**GIVEN TEXT**

They lived with the ache of wanting children and not having any. They moved a lot, which, is stressful and trying all on it’s own.
But they moved with tons of people, animals, possessions and they moved in a time of crisis--a severe drought. These are all massive pressures that don’t set a marriage up for wedded bliss.
Then Abraham’s fear got the best of him and he lied about Sarah not being his wife in order to save his own skin from Pharaoh who had taken a shine to her. The New Testament tells us that somehow Sarah trusted without fear.
Your adornment must not be merely external—braiding the hair, and wearing gold jewelry, or putting on dresses; but let it be the hidden person of the heart, with the imperishable quality of a gentle and quiet spirit, which is precious in the sight of God. For in this way in former times the holy women also, who hoped in God, used to adorn themselves, being submissive to their own husbands; just as Sarah obeyed Abraham, calling him lord, and you have become her children if you do what is right without being frightened by any fear. 1 Peter 3:3-6 NAS
The context of the passage is how the beauty of a gentle and quiet spirit is of great value in the sight of the Lord. And Sarah’s trusting heart toward God and her husband are the illustration Scripture provides.

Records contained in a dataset
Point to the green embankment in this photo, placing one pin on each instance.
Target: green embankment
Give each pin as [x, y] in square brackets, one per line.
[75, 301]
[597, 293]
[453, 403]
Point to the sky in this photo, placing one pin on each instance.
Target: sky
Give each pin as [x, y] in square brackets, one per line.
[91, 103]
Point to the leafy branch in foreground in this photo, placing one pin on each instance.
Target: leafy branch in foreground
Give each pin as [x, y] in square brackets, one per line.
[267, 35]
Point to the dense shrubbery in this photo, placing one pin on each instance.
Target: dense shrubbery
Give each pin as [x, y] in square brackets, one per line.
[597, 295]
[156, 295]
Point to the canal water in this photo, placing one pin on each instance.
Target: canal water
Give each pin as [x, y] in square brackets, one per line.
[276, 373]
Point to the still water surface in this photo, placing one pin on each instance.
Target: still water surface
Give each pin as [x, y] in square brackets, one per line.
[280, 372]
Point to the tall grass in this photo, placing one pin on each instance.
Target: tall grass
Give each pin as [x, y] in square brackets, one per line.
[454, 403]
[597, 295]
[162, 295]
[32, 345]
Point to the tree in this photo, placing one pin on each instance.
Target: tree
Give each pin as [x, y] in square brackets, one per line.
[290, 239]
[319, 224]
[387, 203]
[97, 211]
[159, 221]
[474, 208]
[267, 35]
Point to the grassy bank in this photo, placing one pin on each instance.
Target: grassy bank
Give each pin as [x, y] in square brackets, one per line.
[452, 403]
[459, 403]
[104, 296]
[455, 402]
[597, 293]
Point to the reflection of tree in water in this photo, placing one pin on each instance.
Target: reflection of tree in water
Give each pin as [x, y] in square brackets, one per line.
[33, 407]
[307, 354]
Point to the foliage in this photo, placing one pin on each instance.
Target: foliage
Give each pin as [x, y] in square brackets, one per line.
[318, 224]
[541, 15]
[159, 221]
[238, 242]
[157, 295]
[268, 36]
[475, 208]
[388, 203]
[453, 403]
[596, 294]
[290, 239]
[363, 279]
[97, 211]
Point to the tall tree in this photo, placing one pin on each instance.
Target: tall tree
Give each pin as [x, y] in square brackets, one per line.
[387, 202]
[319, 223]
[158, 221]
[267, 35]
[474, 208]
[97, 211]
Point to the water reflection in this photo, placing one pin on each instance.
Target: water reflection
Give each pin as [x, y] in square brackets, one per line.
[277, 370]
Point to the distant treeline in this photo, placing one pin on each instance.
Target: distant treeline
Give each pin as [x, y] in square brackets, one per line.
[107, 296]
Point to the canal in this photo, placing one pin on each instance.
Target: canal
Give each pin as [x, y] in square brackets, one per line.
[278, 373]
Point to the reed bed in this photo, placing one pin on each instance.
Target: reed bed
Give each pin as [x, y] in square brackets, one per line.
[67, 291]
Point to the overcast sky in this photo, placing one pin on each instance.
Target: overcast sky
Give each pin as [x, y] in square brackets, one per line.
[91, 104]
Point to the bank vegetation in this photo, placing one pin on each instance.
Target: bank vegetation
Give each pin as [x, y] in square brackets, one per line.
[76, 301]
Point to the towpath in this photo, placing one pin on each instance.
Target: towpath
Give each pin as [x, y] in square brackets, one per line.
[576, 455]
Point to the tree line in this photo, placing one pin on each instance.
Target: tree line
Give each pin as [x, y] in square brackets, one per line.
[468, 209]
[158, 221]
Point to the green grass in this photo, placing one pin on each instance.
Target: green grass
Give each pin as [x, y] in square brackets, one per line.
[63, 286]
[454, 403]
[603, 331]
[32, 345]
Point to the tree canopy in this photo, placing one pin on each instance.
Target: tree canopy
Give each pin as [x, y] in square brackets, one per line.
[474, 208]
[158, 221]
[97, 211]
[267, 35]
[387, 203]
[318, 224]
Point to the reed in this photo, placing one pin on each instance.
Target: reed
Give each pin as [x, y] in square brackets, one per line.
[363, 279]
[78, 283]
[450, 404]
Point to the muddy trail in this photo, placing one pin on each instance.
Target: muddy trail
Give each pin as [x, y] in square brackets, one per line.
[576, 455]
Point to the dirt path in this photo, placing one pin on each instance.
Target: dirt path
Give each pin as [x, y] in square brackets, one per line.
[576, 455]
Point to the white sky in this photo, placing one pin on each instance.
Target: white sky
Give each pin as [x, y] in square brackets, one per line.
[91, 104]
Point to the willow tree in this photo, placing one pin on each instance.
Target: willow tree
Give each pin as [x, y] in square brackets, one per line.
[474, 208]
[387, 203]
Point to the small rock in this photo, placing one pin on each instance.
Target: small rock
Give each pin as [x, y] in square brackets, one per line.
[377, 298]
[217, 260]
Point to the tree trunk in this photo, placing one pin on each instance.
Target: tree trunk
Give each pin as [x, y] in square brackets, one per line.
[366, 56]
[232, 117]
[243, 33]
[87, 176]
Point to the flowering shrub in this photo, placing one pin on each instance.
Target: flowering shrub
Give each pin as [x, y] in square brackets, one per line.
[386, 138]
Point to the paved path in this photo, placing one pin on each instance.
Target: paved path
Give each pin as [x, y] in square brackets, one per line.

**GOAL 1**
Answer these questions using the text on Sarah and Abraham above:
(a) During what crisis did they move?
(b) What did Abraham lie about, and to whom?
(c) What does the text name as the context of the passage from 1 Peter?
**GOAL 2**
In the text on Sarah and Abraham above, shorten the paragraph that begins "But they moved with tons of people" without losing its main facts.
**GOAL 3**
Resume the text on Sarah and Abraham above, picking up right after its final sentence.

**RESULT 1**
(a) A severe drought.
(b) He lied that Sarah was not his wife, to save his own skin from Pharaoh, who had taken a shine to her.
(c) How the beauty of a gentle and quiet spirit is of great value in the sight of the Lord.

**RESULT 2**
They moved with many people, animals and possessions during a severe drought. These heavy pressures did not set their marriage up for wedded bliss.

**RESULT 3**
Trust beautifies us and our marriage.
I’ve often wondered how in the world their marriage weathered the mistakes the two of them thrust on each other. If we could have Bible couples come and give a marriage retreat, I’d love to hear from those two! They lived in love with each other and the Lord through their mistakes--and they both made some huge ones!
I’m not dogmatic about it, but I think the ingredient that gives us the ability to hold on to love through those times is trust.
During a particularly trying time in our life, the Lord pointed out how my lack of trust was actually a lack of love. First Corinthians tells us that, “Love believes the best” as it is translated in the ESV. I like that rendering of the Greek, to "believe the best.”
To have someone believe the best about us is something we all need in this life. And if it isn’t us believing the best for our spouse, then who will be that person in their life?
When we have walked through those dark tunnels, my trust in God’s character and trust in my husband’s character were tested and ultimately it was resettling my heart in that trust of who God is and who He made my man to be that made room for reconciliation, hope, grace, and love to flourish between us again.
It’s a private matter that leaks out publicly. When there is trust between spouses and their God, it shows. When it’s not there, it shows too. Painfully.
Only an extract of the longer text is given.